练习题目 —
说出下面的记录里有几行含有“shoreline”这个词，只写数字。

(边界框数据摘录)
☆ ☆ ☆

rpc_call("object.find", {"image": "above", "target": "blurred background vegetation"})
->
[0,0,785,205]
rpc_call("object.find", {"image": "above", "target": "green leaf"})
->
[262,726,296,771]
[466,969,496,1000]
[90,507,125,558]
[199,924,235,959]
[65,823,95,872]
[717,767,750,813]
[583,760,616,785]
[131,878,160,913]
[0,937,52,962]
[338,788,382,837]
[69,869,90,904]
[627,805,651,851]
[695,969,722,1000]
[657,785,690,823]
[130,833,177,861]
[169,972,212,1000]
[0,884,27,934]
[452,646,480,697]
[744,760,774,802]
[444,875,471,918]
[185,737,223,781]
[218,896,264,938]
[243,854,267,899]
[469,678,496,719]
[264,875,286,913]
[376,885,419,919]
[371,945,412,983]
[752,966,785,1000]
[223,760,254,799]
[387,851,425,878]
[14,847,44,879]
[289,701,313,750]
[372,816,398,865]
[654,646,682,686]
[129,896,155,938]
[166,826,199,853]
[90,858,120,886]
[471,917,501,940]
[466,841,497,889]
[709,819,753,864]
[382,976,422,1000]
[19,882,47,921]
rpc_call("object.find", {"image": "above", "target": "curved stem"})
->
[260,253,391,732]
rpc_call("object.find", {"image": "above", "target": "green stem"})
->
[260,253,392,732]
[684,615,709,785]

☆ ☆ ☆

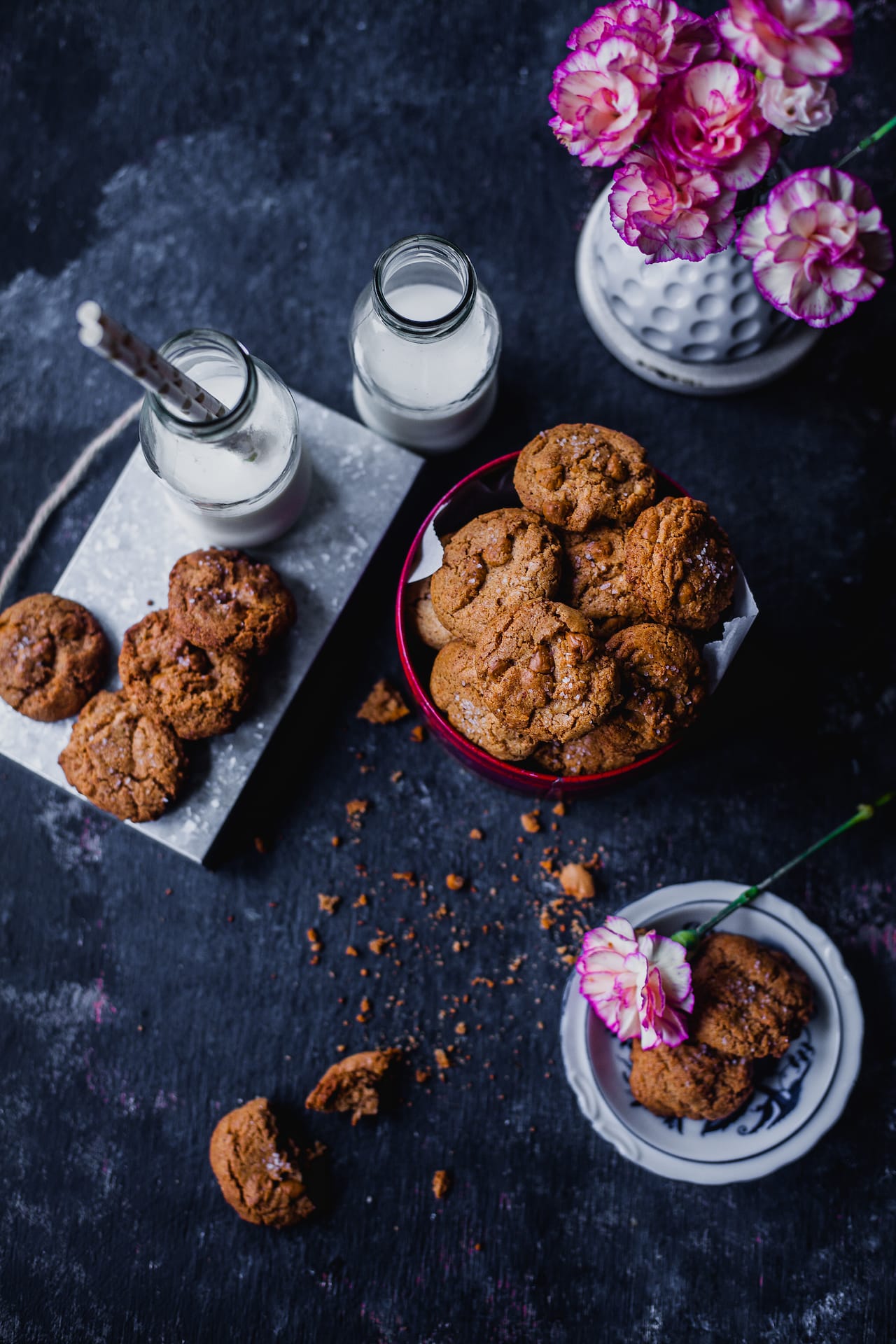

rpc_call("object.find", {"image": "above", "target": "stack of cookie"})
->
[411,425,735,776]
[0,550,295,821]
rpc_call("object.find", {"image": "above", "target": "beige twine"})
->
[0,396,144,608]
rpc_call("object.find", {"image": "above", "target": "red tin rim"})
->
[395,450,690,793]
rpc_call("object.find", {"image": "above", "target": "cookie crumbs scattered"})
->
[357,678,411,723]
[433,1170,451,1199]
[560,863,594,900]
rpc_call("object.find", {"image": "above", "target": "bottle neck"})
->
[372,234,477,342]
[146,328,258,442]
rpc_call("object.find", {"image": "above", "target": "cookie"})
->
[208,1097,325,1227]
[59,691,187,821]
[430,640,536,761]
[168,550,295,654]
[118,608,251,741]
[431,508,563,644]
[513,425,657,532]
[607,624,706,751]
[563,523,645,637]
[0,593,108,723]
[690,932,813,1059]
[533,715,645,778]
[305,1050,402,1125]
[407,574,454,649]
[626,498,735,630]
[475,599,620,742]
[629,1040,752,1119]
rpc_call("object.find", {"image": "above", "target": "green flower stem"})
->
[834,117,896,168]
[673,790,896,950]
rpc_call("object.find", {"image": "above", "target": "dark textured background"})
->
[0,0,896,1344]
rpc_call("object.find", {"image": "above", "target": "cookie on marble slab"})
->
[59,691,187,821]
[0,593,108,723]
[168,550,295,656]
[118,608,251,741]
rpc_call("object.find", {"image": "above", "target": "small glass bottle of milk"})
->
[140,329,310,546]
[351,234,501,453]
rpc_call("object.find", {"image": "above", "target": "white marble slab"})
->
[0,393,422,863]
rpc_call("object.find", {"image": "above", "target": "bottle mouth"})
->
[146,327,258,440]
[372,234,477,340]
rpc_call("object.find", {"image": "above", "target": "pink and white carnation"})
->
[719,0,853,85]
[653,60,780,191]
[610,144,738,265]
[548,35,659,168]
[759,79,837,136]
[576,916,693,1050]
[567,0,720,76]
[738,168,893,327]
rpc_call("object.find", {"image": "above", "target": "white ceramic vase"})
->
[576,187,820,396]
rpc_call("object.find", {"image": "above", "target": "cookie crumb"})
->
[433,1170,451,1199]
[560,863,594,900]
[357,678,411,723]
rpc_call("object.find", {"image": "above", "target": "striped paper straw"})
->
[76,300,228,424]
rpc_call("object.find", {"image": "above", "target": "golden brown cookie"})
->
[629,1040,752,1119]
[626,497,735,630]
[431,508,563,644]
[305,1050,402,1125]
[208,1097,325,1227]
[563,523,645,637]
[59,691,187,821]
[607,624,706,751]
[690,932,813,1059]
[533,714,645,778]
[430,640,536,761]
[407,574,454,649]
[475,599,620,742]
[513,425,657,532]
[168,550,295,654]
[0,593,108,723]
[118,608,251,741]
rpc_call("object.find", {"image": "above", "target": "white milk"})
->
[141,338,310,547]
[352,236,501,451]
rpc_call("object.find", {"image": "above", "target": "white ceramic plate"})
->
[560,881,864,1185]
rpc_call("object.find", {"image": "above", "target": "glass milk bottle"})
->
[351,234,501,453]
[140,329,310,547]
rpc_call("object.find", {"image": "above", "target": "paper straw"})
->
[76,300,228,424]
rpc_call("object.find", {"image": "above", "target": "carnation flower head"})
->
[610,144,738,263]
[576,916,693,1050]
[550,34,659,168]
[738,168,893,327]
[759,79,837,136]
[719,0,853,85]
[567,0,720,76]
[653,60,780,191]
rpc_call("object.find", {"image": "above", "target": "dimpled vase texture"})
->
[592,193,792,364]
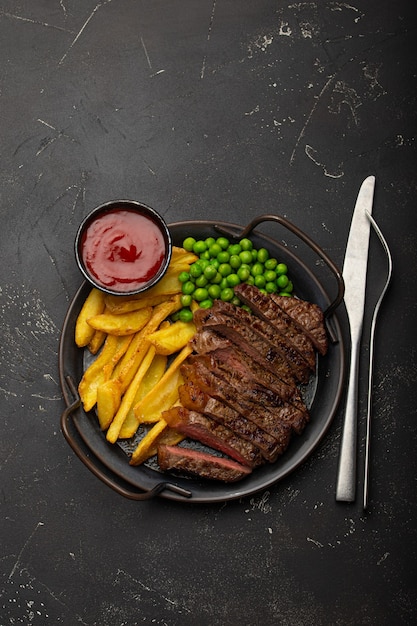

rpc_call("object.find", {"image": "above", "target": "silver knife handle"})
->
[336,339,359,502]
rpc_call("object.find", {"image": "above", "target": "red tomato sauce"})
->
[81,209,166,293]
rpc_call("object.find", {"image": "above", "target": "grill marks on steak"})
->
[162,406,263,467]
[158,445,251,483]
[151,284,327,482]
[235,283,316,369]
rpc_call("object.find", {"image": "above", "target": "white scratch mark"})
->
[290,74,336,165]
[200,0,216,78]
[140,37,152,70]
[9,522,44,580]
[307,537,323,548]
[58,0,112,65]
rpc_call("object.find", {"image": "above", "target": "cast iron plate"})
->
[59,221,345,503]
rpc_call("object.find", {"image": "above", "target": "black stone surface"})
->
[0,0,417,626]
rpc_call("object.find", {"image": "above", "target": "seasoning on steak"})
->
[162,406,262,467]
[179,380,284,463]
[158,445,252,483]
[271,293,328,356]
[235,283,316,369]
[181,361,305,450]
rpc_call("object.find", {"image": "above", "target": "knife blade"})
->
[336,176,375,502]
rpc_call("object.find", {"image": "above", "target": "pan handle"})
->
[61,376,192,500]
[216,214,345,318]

☆ ☆ ☆

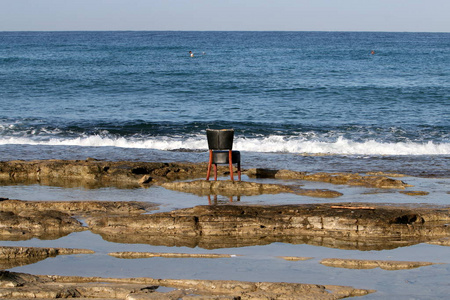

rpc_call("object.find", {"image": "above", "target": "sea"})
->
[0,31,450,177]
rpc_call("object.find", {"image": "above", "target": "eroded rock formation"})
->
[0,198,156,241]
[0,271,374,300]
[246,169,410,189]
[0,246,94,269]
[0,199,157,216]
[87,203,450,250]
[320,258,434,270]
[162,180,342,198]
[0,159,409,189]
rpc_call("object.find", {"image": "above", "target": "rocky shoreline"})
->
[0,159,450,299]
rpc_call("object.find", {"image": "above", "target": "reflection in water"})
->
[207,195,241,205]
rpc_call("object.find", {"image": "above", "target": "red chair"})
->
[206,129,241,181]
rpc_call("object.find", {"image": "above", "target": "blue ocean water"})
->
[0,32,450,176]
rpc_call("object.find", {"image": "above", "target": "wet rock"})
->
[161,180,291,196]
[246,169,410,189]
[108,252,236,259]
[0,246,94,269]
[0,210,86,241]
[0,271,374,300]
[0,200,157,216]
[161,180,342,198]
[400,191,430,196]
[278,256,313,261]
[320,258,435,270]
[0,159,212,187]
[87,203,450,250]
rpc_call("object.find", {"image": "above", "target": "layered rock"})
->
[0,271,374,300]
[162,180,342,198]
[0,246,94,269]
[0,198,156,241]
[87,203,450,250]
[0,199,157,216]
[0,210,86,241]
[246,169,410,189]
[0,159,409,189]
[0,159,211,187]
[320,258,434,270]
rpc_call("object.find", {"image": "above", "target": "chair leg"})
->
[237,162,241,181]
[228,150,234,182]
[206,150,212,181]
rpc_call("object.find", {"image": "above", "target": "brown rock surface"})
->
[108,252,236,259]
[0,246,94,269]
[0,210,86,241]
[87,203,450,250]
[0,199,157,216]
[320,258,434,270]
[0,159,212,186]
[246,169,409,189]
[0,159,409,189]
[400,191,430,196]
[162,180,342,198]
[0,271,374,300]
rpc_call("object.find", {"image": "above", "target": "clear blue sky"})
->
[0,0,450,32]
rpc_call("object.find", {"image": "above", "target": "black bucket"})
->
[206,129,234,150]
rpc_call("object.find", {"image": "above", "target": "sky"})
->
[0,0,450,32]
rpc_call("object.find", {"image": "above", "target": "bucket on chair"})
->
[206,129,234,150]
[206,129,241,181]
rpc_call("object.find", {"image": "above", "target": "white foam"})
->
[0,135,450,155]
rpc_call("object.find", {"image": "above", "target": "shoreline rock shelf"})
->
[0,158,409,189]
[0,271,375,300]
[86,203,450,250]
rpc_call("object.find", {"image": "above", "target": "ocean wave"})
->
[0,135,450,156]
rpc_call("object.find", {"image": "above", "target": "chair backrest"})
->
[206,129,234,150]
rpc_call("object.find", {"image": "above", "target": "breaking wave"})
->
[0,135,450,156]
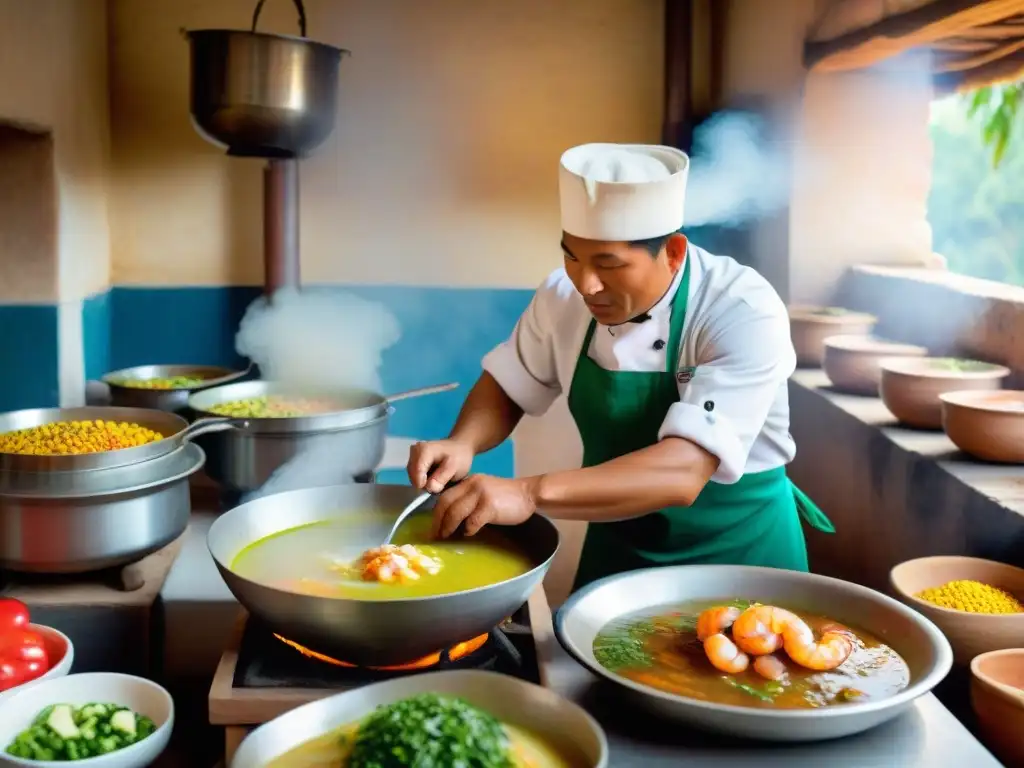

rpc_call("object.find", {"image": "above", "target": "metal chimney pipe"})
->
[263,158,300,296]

☆ ☆ ☆

练习结果 —
2